**Task set**
• a. Answer these questions from the passage on Caja Rude, one answer per line, marked as the questions are:
(i) For which journal did she cover women's affairs?
(ii) How many children did her parents' family have?
(iii) To which two towns did she move with her husband after her marriage?
• b. Write the next part of the passage on Caja Rude, starting after its last sentence.

**Passage for review**

Caja Rude née Løvgreen (1884–1949) was a popular Danish novelist, short story writer and journalist. Most of her works were for young women but she also wrote for adults. A keen supporter of women's rights, she frequently addressed the need for women to be better educated in order to become self-sufficient and take up jobs in industry. She covered women's affairs for the journal Social-Democraten. Her most popular work Kammerat Tinka (1938) emphasizes women's education, class consciousness and the need for a working-class culture.

==Biography==
Born in the Frederiksberg district of Copenhagen on 11 July 1884, Caja Løvgreen was the daughter of Axel Peter Carl Løvgreen (born 1847), a stationmaster, and his wife Wilhelmine Christine née Oest (1859–1939). She was one of the family's eight children. In July 1907, she married the factory foreman Lauritz Christian Rude (1879–1965).

Caja Løvgreen had a difficult childhood as her father left the family when she was eight. She spent a short period at a Catholic school in Randers but had to leave when she was ten. When she was 17, she went to Copenhagen to work as a maid. Keen to become a writer, she educated herself and for a period attended the Conservatory. After her marriage, she moved to the provinces with her husband, first to Stege on the island of Møn, then to Korsør in the west of Zealand. She became involved in the Danish Women's Society, chairing the local branch for a time.

**Data extracts**
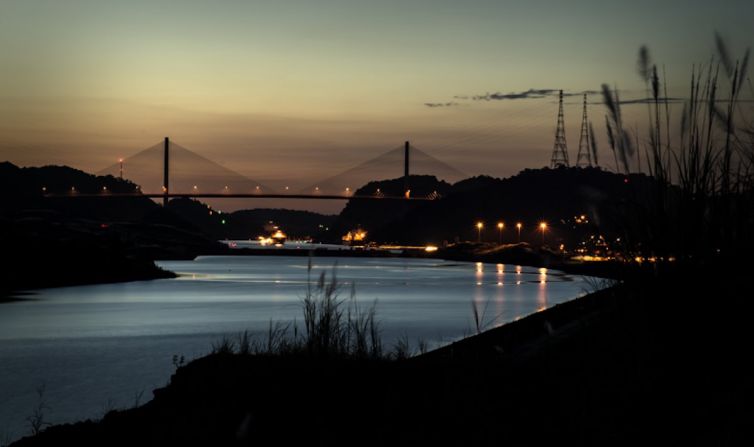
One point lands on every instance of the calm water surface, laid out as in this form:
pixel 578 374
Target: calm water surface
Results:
pixel 99 347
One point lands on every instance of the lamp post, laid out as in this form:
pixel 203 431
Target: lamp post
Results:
pixel 543 227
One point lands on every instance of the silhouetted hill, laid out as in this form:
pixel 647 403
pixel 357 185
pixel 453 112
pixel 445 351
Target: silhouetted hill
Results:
pixel 248 224
pixel 555 196
pixel 75 240
pixel 374 215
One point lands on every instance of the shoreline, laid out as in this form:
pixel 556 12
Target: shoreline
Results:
pixel 592 364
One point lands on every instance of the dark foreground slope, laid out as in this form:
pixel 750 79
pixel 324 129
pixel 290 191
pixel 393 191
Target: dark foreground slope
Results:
pixel 659 362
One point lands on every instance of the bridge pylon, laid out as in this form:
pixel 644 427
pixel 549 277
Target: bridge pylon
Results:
pixel 166 174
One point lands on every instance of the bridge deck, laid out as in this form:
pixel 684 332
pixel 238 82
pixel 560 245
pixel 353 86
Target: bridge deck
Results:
pixel 237 196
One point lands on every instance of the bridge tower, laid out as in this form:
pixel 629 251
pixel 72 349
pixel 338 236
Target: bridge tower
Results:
pixel 560 149
pixel 406 186
pixel 584 157
pixel 166 173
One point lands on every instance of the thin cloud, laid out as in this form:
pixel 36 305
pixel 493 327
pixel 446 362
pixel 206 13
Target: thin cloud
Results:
pixel 532 93
pixel 440 104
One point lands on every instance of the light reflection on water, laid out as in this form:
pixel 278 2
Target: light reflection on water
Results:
pixel 93 344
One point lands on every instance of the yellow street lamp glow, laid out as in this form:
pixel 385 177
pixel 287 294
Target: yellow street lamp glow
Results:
pixel 543 227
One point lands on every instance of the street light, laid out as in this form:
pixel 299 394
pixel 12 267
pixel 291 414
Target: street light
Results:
pixel 543 227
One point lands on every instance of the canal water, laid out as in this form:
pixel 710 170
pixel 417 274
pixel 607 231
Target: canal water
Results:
pixel 100 347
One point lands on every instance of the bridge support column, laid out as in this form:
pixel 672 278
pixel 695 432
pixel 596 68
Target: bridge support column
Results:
pixel 406 186
pixel 166 173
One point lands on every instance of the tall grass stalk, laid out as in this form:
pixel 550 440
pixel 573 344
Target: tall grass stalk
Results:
pixel 700 203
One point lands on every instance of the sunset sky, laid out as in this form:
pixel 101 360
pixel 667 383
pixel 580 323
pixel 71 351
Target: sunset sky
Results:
pixel 304 89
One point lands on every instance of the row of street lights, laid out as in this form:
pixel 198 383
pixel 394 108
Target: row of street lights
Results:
pixel 501 227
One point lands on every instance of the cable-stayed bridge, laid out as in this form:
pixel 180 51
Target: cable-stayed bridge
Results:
pixel 168 170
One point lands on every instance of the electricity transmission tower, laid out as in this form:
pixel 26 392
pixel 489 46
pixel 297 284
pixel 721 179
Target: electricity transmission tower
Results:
pixel 584 157
pixel 560 149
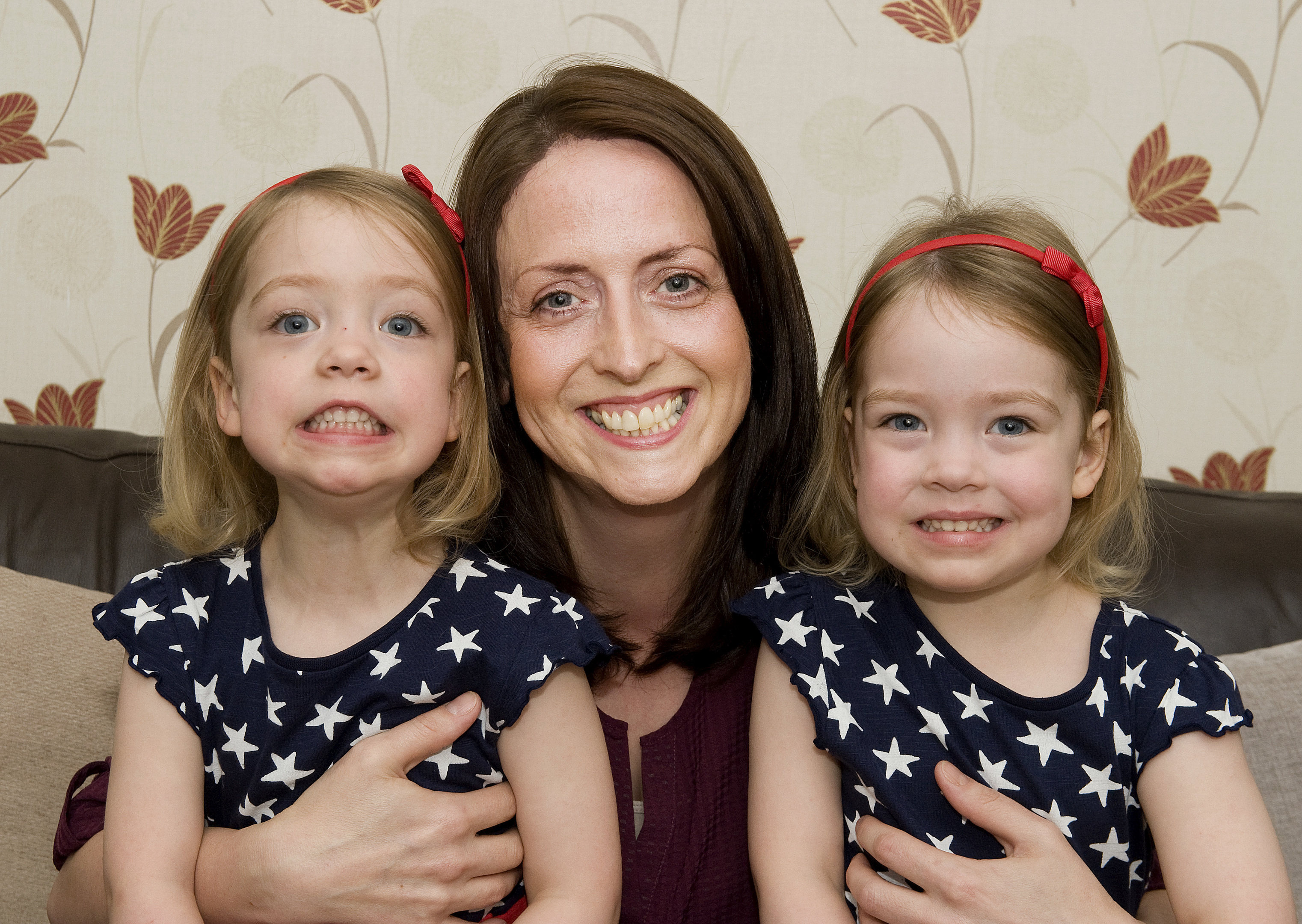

**Responses for each task**
• a.
(i) Social-Democraten
(ii) Eight
(iii) Stege, then Korsør

• b.
After the marriage broke up, Caja Rude earned her living first as a cinema pianist but increasingly as a journalist, becoming a regular contributor from 1915. In 1925, her play Som Kvinder var – som Kvinder er (As Women Were - As Women Are) was performed in Slagelse, followed in 1926 by Arvefjenden (The Hereditary Enemy) which was staged in Helsingør. Her first book, the short story collection Skyggebilleder (Shadow Portraits), depicting figures from the bottom of the societal ladder, was published in 1929.

Caja Rude died in Copenhagen on 10 November 1949 and is buried in the Assistens Cemetery.